▶ [Instructions for the task]:
Copy out the whole passage on exercise and blood pressure below, word for word, before the listing that follows it.

▶ [Text passage]:
▬▬▬▬▬▬▬▬▬▬

Exercise is one of the keys to lower your blood pressure. Working out also boosts the effectiveness of blood pressure medication if you're already being treated for hypertension. You don't have to be an athlete, either.
Find activities you enjoy, and aim for 30 minutes a day of "exercise" on most days of the week. If you can't stand the gym, not a problem. Dancing counts. So do yoga, hiking, gardening, and anything else that gets your heart beating a bit faster. Since you're going to be making it a habit, pick things you'll want to do often. Let your doctor know what you have in mind, so they can make sure you're ready.
If you want a pro to help you get started, consider getting a trainer to show you what to do. They can help you do each move right and get the best results.
Strength training should be part of your routine. You can use weights, weight machines, exercise bands, or your own body weight by doing abdominal crunches or curl-ups. You'll lose body fat, boost muscle mass, and raise your metabolic rate. Losing as little as 10 pounds can lower or help prevent high blood pressure if you're overweight.
Doing aerobic exercise ("cardio") is good for your blood pressure. Swimming is a gentle way to do it. Go for 30 minutes, or work up to that amount if that's too much right now.

▬▬▬▬▬▬▬▬▬▬

▶ [Record excerpts]:
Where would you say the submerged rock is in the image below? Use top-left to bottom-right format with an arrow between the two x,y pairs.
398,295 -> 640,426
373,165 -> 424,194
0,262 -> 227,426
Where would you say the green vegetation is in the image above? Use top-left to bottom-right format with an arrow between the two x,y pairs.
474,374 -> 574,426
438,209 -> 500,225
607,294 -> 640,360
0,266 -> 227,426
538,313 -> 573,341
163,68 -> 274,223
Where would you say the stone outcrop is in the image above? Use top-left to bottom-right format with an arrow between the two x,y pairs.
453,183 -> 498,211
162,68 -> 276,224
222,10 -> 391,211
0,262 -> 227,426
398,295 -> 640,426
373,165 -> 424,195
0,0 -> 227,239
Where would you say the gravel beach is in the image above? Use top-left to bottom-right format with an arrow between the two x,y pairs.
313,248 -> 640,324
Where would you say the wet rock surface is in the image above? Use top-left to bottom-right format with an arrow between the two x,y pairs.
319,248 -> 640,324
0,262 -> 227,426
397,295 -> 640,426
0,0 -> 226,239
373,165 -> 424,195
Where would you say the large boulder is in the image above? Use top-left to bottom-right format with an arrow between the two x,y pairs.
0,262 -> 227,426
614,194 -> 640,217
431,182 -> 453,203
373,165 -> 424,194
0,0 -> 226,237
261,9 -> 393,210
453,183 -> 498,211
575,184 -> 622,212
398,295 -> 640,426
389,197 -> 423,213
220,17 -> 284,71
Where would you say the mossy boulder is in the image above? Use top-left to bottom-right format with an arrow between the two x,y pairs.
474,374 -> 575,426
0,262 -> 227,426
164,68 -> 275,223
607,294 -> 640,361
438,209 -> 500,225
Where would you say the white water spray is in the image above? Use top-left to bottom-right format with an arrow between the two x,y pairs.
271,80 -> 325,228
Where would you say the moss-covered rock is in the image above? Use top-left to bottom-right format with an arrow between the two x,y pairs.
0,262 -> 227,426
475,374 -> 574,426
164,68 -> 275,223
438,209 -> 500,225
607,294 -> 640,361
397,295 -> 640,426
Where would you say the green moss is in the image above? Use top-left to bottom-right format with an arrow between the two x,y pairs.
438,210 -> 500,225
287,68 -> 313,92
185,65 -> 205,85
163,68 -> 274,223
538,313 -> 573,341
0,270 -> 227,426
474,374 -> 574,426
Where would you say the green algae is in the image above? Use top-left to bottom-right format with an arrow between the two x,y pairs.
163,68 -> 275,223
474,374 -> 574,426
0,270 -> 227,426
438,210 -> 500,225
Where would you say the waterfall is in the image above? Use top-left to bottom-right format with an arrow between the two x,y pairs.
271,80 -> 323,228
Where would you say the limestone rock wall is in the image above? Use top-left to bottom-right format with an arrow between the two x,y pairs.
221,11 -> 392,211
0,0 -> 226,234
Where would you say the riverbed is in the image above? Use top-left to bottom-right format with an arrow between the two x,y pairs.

▬▬▬▬▬▬▬▬▬▬

▶ [Answer section]:
Exercise is one of the keys to lower your blood pressure. Working out also boosts the effectiveness of blood pressure medication if you're already being treated for hypertension. You don't have to be an athlete, either.
Find activities you enjoy, and aim for 30 minutes a day of "exercise" on most days of the week. If you can't stand the gym, not a problem. Dancing counts. So do yoga, hiking, gardening, and anything else that gets your heart beating a bit faster. Since you're going to be making it a habit, pick things you'll want to do often. Let your doctor know what you have in mind, so they can make sure you're ready.
If you want a pro to help you get started, consider getting a trainer to show you what to do. They can help you do each move right and get the best results.
Strength training should be part of your routine. You can use weights, weight machines, exercise bands, or your own body weight by doing abdominal crunches or curl-ups. You'll lose body fat, boost muscle mass, and raise your metabolic rate. Losing as little as 10 pounds can lower or help prevent high blood pressure if you're overweight.
Doing aerobic exercise ("cardio") is good for your blood pressure. Swimming is a gentle way to do it. Go for 30 minutes, or work up to that amount if that's too much right now.